+++ SELECTED EXTRACT +++

In other ways the pairing does Lassnig a disservice. The two exhibitions are physically twinned, so you must walk through the Lassnig show to get to the Bacon, rather like a supermarket herding shoppers through the “improving” fruit n’ veg department before they can get to the meat and booze they came for.

Maria Lassnig, Self-portrait with Saucepan (1995). Courtesy ©Maria Lassnig Foundation

Maria Lassnig, Self-portrait with Saucepan (1995). Courtesy ©Maria Lassnig Foundation

For even the most diligent student of the Lassnig show, it’s hard not to emerge from this sequence of exhibitions feeling so pummelled by Bacon that memories of the show that came before him are recalled through a cloud as if one were reeling from a punch to the head. Where Lassnig explores physical sensation, emotion, and mankind’s relationship to technology with quizzical humor and expressive oddness, Bacon leaps headlong into the abyss. You can’t beat Bacon at pain. Where his mouths are all screaming teeth or bruised with compression as if the face wanted to consume itself, Lassnig’s self portraits often show the artist with her mouth half open as if startled, or perhaps hesitating on the edge of speech.

+++ MATERIAL SUPPLIED +++

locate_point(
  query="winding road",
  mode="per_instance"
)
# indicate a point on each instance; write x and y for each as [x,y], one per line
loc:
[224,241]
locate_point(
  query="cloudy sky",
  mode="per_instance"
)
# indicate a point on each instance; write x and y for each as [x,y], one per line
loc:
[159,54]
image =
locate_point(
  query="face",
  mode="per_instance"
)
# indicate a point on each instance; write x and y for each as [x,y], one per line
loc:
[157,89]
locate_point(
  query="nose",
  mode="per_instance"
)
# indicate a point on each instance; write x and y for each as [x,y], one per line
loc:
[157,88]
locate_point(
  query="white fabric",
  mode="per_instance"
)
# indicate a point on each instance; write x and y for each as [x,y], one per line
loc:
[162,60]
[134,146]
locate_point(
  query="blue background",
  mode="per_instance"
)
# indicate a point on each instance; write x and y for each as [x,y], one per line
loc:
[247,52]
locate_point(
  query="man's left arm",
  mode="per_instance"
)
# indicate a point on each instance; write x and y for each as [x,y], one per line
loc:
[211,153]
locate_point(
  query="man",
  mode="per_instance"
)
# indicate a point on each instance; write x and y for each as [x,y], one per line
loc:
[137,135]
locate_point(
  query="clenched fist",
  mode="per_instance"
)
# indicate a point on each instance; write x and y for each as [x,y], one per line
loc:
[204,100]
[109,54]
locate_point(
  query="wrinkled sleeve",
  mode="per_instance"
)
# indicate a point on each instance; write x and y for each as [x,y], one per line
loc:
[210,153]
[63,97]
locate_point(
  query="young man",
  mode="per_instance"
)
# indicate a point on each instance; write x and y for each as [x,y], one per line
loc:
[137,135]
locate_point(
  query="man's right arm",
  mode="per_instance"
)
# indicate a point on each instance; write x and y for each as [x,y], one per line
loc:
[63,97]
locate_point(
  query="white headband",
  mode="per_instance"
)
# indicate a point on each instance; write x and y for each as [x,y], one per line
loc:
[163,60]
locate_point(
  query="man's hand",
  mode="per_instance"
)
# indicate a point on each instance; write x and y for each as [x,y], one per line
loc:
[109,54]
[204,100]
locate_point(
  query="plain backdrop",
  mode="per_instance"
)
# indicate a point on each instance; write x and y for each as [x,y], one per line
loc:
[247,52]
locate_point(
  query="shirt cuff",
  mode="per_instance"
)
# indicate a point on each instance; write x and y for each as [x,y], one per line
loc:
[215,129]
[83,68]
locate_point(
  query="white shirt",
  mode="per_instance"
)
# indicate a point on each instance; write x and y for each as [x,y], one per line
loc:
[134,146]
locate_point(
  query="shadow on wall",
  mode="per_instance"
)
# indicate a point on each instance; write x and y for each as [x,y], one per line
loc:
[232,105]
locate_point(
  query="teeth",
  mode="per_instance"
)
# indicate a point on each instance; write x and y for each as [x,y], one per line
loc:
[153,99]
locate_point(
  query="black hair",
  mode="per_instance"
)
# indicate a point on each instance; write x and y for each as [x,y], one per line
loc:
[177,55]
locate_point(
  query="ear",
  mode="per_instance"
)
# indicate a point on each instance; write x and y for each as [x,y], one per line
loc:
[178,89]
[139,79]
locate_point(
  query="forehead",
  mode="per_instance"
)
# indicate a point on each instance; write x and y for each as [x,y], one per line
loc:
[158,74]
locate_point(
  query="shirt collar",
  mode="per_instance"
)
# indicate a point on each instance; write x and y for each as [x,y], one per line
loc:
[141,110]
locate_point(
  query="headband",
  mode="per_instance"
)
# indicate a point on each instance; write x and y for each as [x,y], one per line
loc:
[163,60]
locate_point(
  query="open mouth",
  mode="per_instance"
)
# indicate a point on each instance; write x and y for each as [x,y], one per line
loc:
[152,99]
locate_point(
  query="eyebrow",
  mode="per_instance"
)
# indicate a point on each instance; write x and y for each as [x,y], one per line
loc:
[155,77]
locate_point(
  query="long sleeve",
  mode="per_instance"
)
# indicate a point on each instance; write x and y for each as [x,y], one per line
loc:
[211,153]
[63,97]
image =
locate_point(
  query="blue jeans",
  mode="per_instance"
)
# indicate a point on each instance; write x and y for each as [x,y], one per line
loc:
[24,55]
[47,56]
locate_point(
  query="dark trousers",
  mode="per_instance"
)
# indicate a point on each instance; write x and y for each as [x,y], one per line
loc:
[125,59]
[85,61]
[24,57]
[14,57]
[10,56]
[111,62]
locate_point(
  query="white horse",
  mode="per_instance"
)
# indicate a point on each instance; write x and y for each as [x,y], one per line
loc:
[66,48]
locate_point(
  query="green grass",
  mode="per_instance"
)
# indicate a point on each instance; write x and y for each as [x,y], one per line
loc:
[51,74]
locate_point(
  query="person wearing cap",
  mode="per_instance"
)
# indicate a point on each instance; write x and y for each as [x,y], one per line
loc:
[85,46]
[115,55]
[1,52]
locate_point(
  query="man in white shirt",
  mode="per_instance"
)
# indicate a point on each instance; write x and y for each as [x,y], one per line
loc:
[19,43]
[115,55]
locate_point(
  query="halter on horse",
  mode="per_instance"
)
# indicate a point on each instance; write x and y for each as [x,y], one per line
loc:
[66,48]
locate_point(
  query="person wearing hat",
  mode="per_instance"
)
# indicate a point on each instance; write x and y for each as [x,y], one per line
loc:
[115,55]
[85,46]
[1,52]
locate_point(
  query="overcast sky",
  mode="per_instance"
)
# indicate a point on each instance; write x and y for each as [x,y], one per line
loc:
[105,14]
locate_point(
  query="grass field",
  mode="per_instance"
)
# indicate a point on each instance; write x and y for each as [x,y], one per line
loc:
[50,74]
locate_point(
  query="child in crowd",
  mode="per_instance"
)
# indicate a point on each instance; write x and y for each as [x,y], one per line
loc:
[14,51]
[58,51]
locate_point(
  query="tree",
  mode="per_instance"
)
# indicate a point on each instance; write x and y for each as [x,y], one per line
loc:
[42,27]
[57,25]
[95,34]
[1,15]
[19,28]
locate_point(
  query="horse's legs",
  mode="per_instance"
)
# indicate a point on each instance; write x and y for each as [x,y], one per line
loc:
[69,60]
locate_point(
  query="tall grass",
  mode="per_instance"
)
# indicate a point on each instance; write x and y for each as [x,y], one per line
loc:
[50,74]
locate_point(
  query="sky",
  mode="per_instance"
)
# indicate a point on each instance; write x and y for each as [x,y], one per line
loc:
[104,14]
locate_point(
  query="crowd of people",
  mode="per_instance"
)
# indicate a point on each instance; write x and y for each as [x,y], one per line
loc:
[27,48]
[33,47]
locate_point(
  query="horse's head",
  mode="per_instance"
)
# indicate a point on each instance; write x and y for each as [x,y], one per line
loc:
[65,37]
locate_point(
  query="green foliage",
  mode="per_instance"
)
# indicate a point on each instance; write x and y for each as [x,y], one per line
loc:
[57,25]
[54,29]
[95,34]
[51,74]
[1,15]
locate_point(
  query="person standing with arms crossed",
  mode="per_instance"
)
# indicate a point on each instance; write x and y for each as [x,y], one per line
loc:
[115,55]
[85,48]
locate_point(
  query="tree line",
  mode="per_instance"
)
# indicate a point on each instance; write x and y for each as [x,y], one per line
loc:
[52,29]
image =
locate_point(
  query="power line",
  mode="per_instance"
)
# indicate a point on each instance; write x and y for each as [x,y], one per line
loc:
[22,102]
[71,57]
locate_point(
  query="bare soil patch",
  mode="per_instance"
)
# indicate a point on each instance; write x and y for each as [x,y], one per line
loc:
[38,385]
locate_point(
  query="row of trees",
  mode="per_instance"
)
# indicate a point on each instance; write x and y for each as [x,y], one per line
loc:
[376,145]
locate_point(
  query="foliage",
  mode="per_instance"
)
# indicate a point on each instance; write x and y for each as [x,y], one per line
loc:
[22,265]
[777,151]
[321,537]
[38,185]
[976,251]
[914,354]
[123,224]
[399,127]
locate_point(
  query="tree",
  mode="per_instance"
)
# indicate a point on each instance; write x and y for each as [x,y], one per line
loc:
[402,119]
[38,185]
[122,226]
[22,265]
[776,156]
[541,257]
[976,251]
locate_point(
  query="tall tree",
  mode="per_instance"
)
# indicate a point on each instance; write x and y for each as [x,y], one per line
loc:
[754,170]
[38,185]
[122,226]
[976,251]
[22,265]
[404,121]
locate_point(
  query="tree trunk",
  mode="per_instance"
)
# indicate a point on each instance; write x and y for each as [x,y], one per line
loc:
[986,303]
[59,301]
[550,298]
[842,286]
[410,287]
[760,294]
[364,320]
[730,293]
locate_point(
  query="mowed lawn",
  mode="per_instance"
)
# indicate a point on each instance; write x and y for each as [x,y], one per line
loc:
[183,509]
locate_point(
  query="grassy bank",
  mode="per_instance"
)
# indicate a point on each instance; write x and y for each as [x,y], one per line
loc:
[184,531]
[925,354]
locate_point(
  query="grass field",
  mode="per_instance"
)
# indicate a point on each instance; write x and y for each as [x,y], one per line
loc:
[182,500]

+++

**THINGS TO DO**.
**1)** Answer each question from the Lassnig and Bacon review.
(a) Which show must visitors pass through to reach the Bacon exhibition?
(b) What is the title and year of the Lassnig work named in the caption?
(c) How does the review describe the mouths in Lassnig's self-portraits?
**2)** Name every subject the Lassnig and Bacon review says Lassnig explores.
**3)** Carry the Lassnig and Bacon review forward from its final sentence.
The records have no connection to the exhibition review.

**ANSWERS GIVEN**.
**1)**
(a) The Lassnig show.
(b) Self-portrait with Saucepan, 1995.
(c) Often half open, as if startled or perhaps hesitating on the edge of speech.

**2)** Physical sensation, emotion, and mankind's relationship to technology.

**3)**
Yet pain and anger too are part of Lassnig’s artistic vocabulary: a series of paintings created during the first Gulf War show furious blind humanoid figures carried on weapon-like limbs. Toward the end of her life her paintings explored personal sensations of disease and exhaustion—an untitled work from 2005 presents a seeping, near-horizontal form propped up on crutches like an ancient Japanese pine tree. The faces of the convalescents in Krankenhaus (Hospital, 2005) are cartoonish grotesques of pain and exhaustion, but the bodies glimpsed beneath the sheets are warped and abstracted with suffering.

Francis Bacon, Portrait of Isabel Rawsthorne Standing in a Street in Soho (1967). Courtesy © The Estate of Francis Bacon. All rights reserved. DACS 2016. Staatliche Museen zu Berlin, Nationalgalerie. Acquired by the state of Berlin

Francis Bacon, Portrait of Isabel Rawsthorne Standing in a Street in Soho (1967). Courtesy © The Estate of Francis Bacon. All rights reserved. DACS 2016. Staatliche Museen zu Berlin, Nationalgalerie. Acquired by the state of Berlin

With only ten years difference in age (Bacon was born 1909, Lassnig in 1919) the fact that Lassnig is receiving a tentative introductory retrospective while Bacon is afforded an academically rigorous thematic investigation is also eloquent of their relative positions in the artworld. Lassnig was an innovator, with an individual vision, rather than a copyist of styles established by men that had come before, but of course she was also, as she never allows us to forget, a rubber stamped “woman,” exploring a woman’s sensations and physical experiences.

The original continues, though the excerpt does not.